Records for this task:
────────────────────────────────────────
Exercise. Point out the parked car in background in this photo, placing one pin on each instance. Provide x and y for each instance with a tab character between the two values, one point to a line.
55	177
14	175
────────────────────────────────────────
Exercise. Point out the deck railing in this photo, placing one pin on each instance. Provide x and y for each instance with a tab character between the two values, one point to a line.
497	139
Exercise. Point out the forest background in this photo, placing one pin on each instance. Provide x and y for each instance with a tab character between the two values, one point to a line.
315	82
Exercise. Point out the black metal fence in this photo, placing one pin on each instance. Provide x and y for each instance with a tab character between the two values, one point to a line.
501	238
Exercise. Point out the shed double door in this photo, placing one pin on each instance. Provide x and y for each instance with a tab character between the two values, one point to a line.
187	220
────────────────────────────────────────
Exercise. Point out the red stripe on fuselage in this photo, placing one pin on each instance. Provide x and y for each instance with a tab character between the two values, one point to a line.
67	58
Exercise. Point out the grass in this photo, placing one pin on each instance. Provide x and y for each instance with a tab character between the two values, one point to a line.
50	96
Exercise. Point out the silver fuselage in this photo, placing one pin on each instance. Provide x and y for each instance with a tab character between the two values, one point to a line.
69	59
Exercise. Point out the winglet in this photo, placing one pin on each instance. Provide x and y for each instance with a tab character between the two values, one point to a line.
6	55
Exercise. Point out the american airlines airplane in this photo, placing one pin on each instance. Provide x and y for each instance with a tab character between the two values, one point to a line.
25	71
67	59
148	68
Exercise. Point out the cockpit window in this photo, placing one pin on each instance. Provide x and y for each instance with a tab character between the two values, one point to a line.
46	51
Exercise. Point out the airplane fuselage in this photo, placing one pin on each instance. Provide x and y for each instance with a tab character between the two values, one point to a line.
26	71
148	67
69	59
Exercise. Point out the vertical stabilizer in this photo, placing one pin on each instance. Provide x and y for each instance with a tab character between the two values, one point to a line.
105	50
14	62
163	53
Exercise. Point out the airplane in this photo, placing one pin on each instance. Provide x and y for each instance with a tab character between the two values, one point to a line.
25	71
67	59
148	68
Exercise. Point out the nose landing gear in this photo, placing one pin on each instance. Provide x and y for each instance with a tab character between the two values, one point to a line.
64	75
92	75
────────────────────────────────────────
Filter the listing above, keeping only the lines that contain the string "background". Matching is case-sensitive.

Task answer:
Exercise. Point out the parked car in background in this photo, placing one pin on each instance. Provide x and y for each instance with a tab character between the two values, one point to a line.
Exercise. Point out the forest background in this photo, placing one pin on each instance. Provide x and y for each instance with a tab character between the two values, one point to a line.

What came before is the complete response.